→ **Documento**:

====

A, melhor identificada nos autos, veio instaurar o presente recurso contencioso do indeferimento do recurso hierárquico que dirigiu ao Secretário para a Economia e Finanças do acto do proferido pelo Presidente do Conselho de Administração do Instituto de Promoção do Comércio e do Investimento de Macau (IPIM) que revogou a autorização de residência temporária da Recorrente na RAEM.
A Entidade Recorrida, devidamente citada, apresentou douta contestação na qual, pronunciando-se sobre cada um dos fundamentos invocados pela Recorrente, pugnou pela improcedência do recurso contencioso.
2.
(i)
Começa a Recorrente por alegar que o acto administrativo violou o princípio da legalidade naquilo que designa como «a dimensão da auto-vinculação da administração ao seu próprio agir procedimental perante a recorrente».
Salvo o devido respeito, não nos parece que assim seja.
É certo, como assinala a Recorrente, que a sua autorização de residência temporária na RAEM foi renovada por duas vezes, antes da renovação da autorização que foi revogada pelo acto recorrido. Contudo, daí não decorre, contrariamente ao que vem alegado, que a Administração tenha violado qualquer caso decidido – que não existe – nem que tenha violado o princípio da legalidade. Pelo contrário, aliás. A Administração actuou no cumprimento das normas legais que considerou aplicáveis à situação, sem prejuízo, claro está, de se poderem discutir os termos da interpretação e a aplicação dessas normas, nomeadamente, se a mesma foi ou não correcta.
De resto, a Recorrente parece incorrer num equívoco. A chamada auto-vinculação da Administração não é, como bem se compreende, uma dimensão do princípio da legalidade, mas, antes, uma decorrência do princípio da igualdade e do princípio da boa fé na dimensão da protecção da confiança e a essa luz deve ser apreciada. É o que faremos de seguida.
(ii.)
(ii.1.)

====

→ **Informação fornecida**:
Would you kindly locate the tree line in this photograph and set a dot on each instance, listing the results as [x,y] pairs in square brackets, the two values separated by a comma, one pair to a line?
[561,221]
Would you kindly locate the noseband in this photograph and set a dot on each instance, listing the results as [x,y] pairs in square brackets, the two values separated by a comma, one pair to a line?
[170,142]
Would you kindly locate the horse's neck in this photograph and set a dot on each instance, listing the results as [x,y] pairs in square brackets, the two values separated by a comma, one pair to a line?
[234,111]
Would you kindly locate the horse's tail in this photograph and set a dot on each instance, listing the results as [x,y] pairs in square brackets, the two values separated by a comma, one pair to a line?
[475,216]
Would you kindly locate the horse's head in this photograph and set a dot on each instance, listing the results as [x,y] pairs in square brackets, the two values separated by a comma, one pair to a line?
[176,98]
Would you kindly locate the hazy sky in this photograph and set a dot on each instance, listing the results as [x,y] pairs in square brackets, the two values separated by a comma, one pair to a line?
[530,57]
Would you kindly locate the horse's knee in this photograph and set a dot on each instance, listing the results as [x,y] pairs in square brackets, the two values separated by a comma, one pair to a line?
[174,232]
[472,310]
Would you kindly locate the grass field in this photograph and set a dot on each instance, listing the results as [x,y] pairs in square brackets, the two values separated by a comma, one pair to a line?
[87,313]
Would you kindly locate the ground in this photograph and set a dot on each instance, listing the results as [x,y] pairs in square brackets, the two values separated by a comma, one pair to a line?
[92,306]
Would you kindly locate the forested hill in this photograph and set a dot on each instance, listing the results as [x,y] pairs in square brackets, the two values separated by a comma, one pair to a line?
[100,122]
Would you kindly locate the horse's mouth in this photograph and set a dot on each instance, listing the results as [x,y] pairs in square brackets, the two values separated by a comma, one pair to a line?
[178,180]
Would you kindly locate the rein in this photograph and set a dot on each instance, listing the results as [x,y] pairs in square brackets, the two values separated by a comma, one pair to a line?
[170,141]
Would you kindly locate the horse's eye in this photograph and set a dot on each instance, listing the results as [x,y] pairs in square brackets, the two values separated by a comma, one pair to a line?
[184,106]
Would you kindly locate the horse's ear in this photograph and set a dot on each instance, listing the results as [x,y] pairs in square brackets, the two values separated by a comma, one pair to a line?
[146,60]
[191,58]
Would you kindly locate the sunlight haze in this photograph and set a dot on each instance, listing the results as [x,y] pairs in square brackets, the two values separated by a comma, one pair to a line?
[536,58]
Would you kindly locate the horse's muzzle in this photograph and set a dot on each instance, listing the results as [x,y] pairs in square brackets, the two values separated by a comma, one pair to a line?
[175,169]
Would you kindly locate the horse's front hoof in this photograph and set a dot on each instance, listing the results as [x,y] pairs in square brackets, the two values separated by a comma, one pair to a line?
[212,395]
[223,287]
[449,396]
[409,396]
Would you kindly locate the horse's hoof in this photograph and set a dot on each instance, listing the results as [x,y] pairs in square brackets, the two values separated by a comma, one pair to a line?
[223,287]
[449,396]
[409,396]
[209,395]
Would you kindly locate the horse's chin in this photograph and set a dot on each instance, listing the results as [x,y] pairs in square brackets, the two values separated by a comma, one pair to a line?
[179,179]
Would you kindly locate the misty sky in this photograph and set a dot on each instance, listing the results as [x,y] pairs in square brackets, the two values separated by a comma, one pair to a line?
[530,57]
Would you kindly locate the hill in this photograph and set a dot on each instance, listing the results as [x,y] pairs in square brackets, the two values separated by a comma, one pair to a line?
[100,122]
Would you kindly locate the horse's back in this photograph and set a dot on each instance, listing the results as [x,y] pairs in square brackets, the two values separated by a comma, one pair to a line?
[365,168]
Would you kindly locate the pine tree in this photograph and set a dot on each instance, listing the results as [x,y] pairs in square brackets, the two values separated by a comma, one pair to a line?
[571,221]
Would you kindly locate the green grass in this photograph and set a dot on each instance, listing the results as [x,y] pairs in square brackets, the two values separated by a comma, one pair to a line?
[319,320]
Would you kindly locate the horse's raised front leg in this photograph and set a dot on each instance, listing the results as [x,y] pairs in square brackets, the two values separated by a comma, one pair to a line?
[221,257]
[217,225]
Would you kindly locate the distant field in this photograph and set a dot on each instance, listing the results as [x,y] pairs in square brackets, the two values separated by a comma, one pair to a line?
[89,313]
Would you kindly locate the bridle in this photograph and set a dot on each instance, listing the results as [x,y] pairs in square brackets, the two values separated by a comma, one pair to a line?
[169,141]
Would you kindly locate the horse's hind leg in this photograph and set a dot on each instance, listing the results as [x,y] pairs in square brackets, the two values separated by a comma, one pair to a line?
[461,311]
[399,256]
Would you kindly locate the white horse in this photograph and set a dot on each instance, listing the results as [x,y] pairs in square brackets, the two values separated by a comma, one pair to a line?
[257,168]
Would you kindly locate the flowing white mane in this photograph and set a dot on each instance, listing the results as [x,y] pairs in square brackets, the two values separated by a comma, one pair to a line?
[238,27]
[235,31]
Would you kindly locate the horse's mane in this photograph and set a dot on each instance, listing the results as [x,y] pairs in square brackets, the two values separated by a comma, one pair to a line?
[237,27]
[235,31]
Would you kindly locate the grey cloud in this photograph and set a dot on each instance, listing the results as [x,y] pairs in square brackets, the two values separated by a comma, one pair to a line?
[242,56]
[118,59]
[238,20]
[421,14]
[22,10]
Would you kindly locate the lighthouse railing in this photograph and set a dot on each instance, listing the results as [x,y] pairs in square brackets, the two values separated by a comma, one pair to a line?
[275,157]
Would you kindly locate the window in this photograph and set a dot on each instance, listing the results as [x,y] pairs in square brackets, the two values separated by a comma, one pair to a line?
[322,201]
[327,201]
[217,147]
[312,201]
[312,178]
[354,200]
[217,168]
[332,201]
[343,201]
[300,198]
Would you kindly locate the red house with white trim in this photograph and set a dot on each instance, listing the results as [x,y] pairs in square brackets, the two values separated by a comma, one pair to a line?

====

→ **Tarefa A**:
Segundo o documento, quantas vezes tinha sido renovada a autorização de residência temporária da Recorrente antes da renovação que foi revogada?
→ **Tarefa B**:
As afirmações seguintes estão de acordo com o documento? Responda sim ou não a cada uma e cite as palavras do documento que o decidem. (i) A Entidade Recorrida pugnou pela improcedência do recurso contencioso. (ii) O documento considera a auto-vinculação da Administração uma dimensão do princípio da legalidade. (iii) Foi o Secretário para a Economia e Finanças quem revogou a autorização de residência temporária da Recorrente.

→ **Resposta esperada A**:
Duas vezes.

→ **Resposta esperada B**:
(i) Sim: "pugnou pela improcedência do recurso contencioso".
(ii) Não: "A chamada auto-vinculação da Administração não é, como bem se compreende, uma dimensão do princípio da legalidade".
(iii) Não: "proferido pelo Presidente do Conselho de Administração do Instituto de Promoção do Comércio e do Investimento de Macau (IPIM) que revogou a autorização de residência temporária da Recorrente na RAEM".